▶ MATERIAL TO PROCESS:
* START *

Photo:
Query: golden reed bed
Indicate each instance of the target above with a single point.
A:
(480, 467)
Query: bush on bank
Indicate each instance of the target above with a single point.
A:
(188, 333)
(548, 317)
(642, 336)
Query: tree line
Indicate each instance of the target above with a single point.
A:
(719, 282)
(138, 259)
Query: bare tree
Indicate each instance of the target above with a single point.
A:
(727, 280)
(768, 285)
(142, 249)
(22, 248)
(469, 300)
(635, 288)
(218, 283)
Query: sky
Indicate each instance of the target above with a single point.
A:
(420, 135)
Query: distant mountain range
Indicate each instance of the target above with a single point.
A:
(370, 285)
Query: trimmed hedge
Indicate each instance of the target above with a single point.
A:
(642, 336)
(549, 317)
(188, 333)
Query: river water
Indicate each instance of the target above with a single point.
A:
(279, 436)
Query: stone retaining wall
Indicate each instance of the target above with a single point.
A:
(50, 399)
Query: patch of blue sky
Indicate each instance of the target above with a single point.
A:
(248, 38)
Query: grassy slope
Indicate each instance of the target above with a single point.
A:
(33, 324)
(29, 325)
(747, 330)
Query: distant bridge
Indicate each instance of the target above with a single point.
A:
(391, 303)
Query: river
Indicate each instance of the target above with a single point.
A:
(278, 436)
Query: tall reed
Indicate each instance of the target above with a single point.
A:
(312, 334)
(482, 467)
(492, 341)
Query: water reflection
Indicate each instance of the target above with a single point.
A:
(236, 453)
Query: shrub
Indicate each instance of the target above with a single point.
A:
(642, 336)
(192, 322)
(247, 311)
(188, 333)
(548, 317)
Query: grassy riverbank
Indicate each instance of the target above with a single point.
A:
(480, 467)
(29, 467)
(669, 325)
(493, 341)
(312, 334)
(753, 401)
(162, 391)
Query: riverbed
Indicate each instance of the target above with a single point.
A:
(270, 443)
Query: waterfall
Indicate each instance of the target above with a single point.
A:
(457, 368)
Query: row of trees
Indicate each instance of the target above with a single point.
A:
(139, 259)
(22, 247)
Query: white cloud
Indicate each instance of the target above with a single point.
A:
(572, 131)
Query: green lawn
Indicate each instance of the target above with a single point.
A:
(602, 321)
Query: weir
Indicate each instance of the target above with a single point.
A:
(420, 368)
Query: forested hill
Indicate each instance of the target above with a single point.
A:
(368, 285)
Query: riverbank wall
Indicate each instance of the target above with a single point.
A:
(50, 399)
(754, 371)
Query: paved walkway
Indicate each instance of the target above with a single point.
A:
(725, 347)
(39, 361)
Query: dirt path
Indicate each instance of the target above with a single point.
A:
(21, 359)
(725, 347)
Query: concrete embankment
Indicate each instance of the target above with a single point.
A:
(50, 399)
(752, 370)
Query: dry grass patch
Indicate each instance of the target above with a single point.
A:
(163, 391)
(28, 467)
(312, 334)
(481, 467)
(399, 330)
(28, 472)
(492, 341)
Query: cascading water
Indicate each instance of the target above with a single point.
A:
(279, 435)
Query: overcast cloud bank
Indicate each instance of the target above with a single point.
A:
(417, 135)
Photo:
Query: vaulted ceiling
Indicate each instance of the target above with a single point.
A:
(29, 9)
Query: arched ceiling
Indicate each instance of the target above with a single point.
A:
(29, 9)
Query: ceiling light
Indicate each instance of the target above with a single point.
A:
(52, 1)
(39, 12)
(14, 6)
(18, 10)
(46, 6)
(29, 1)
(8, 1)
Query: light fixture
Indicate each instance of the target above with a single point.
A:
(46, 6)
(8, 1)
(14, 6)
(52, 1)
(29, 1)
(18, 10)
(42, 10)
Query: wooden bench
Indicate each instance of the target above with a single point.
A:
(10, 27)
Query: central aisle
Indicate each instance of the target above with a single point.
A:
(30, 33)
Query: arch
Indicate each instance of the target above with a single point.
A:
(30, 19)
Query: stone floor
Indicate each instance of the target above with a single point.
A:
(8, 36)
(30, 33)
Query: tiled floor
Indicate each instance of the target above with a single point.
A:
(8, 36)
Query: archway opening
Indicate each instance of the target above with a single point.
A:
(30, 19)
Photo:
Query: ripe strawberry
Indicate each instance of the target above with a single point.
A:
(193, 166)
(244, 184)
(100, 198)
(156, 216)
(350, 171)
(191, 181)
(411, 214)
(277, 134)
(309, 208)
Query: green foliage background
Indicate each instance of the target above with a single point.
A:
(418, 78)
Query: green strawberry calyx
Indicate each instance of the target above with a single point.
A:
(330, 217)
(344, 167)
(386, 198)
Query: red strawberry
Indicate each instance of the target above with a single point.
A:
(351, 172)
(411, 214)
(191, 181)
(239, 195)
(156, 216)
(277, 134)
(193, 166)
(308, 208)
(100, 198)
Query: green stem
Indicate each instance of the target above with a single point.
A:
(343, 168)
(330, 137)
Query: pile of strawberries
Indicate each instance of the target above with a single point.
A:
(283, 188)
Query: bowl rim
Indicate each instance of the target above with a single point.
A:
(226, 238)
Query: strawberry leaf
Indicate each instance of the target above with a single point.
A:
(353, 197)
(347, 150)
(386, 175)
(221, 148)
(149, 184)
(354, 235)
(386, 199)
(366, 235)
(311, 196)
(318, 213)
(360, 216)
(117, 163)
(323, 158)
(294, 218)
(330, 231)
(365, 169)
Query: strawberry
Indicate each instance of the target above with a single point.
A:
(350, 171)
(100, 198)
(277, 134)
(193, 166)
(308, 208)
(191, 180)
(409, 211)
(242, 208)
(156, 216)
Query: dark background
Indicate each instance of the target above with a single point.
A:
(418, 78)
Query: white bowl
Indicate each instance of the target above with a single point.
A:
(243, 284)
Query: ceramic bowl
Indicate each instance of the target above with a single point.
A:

* END *

▶ WRITTEN EXERCISE: Rewrite the part of the rows that opens with the line containing "Query: white bowl" and runs through the last row, requests included. Shift every coordinate in the answers up by 21.

▶ FINAL RESULT:
Query: white bowl
Indicate each instance of the target above with a single point.
A:
(264, 305)
Query: ceramic bowl
Indicate each instance of the target above with a single point.
A:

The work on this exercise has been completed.